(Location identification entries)
— BEGIN —

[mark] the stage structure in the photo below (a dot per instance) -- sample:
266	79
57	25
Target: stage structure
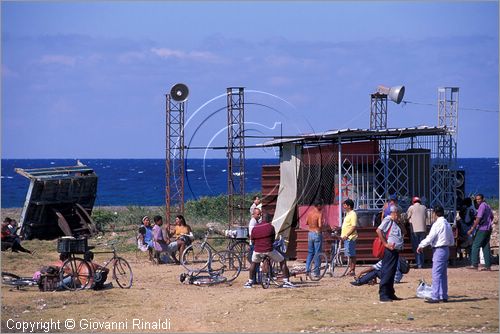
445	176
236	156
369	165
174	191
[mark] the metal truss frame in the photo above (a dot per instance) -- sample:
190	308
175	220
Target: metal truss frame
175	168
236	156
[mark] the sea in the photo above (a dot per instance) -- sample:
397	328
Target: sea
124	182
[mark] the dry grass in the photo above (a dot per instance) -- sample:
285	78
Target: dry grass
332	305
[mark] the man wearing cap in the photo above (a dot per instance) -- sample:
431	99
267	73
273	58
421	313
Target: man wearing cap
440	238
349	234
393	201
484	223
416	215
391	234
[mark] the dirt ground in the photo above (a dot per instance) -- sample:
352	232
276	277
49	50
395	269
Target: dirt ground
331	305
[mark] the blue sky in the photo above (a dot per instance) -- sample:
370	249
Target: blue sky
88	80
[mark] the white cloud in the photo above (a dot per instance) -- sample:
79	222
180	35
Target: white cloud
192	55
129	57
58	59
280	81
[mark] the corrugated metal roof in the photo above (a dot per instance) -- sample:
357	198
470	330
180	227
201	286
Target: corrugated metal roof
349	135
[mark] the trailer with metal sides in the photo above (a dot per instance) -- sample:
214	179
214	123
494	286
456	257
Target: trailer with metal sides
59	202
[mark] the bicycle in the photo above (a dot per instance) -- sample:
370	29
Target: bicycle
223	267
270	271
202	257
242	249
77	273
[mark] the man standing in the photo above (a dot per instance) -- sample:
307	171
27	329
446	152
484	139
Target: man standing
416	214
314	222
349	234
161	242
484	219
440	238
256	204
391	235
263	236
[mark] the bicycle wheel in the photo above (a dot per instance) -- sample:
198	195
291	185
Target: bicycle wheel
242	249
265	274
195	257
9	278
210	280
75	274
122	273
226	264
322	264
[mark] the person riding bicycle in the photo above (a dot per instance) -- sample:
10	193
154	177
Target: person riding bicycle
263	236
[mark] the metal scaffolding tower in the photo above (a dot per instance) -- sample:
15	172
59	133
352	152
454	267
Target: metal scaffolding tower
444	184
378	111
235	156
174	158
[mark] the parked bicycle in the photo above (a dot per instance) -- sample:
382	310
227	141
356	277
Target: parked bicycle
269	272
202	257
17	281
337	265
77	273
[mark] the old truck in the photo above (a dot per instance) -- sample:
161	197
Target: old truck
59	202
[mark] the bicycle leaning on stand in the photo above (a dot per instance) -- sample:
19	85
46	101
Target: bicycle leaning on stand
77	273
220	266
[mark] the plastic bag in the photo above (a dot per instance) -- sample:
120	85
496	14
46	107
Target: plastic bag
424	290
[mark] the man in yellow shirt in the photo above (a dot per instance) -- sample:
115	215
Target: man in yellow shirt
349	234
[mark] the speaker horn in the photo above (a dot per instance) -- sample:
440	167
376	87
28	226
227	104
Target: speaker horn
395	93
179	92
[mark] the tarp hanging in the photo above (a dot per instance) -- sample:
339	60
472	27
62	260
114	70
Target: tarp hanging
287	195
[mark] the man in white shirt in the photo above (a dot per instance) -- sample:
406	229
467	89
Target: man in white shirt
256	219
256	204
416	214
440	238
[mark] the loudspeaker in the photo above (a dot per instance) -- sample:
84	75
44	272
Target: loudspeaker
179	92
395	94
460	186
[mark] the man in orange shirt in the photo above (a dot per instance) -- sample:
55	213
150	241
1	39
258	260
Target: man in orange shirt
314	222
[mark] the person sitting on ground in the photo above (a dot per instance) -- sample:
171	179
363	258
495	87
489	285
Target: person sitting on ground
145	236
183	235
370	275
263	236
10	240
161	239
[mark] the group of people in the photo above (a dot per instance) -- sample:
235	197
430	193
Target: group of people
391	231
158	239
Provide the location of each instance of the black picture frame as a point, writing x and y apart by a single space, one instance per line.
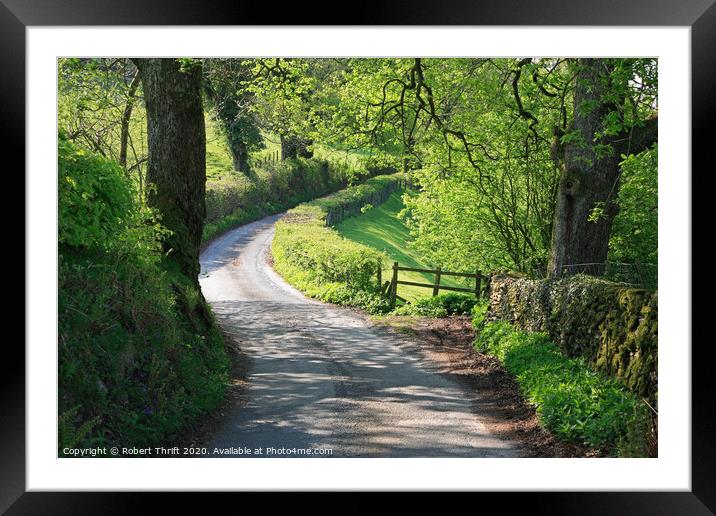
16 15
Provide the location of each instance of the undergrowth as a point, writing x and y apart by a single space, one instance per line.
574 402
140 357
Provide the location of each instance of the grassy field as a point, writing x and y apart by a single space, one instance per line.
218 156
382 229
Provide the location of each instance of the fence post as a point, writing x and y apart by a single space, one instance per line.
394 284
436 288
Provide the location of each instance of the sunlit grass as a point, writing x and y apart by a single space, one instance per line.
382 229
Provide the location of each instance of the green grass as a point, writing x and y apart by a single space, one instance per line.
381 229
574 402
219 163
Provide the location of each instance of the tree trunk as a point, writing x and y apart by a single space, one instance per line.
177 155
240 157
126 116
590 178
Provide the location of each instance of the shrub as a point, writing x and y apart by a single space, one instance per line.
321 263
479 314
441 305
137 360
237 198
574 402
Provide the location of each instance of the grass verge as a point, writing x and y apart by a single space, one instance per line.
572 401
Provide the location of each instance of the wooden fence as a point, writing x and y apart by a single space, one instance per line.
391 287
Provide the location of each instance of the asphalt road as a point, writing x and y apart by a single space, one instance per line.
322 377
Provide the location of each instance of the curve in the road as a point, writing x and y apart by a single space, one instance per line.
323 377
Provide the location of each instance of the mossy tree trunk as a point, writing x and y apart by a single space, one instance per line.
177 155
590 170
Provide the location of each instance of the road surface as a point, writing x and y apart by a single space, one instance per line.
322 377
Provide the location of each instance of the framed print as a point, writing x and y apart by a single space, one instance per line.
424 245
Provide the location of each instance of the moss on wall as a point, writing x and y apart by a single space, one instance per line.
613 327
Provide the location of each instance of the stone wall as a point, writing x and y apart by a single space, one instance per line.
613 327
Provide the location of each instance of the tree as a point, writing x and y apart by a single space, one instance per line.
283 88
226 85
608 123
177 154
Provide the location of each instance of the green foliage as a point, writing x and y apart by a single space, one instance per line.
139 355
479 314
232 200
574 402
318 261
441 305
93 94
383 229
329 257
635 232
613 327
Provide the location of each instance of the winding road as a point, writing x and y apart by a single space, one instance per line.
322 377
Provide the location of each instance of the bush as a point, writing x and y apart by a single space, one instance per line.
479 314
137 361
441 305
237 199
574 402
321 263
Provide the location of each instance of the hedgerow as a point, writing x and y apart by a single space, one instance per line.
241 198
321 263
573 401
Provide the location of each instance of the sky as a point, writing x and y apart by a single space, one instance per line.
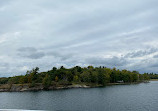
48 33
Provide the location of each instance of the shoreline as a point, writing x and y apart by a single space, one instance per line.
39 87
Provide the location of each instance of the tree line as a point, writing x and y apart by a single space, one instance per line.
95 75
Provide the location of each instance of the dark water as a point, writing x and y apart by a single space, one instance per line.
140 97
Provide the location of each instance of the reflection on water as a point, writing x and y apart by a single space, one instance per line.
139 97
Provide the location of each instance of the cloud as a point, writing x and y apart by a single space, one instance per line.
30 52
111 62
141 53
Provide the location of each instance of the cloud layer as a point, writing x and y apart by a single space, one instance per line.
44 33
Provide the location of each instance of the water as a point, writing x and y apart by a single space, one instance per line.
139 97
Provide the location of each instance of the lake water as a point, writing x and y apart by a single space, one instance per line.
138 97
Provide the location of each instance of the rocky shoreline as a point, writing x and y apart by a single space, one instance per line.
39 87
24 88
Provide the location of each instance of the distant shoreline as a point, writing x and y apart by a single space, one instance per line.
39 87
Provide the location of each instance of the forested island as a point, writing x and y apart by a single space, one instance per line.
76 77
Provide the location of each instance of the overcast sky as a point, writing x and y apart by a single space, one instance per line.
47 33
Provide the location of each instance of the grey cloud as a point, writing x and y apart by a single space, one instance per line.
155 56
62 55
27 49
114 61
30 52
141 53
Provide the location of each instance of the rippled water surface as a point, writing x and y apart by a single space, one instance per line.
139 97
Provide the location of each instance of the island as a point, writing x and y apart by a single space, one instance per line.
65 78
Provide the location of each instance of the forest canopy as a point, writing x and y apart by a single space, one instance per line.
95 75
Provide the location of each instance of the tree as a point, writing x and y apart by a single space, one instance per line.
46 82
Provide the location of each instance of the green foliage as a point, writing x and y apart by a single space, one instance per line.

— END —

# Exercise brief:
Start at the entry with "Provide the location of each instance of the overcast" and go through the last of the entries. Write those lines out again, changing "rippled" to "choppy" and keeping everything else the same.

# Exercise output:
Provide the location of each instance of the overcast sky as a point, writing x and y apart by a single space, one instance per line.
47 33
Provide the location of each instance of the grey cloud as a point, writing x and y apart by a single space, one instance per line.
155 56
62 55
27 49
114 61
30 52
141 53
Provide the location of each instance of the choppy water surface as a point, writing x and y apart by a single space, one instance per line.
139 97
Provide the location of each instance of the island as a point, writing x and y apart by a single space, one instance per line.
65 78
Provide the location of each instance of the forest canopy as a point, writing x and y apart by a single space, one instance per line.
95 75
Provide the location of each instance of the tree as a point, writing x and y apart by a single space, one instance per line.
46 82
Provide the location of each instance of the green foliage as a point, writing x and y apart by a single space, one instance per line.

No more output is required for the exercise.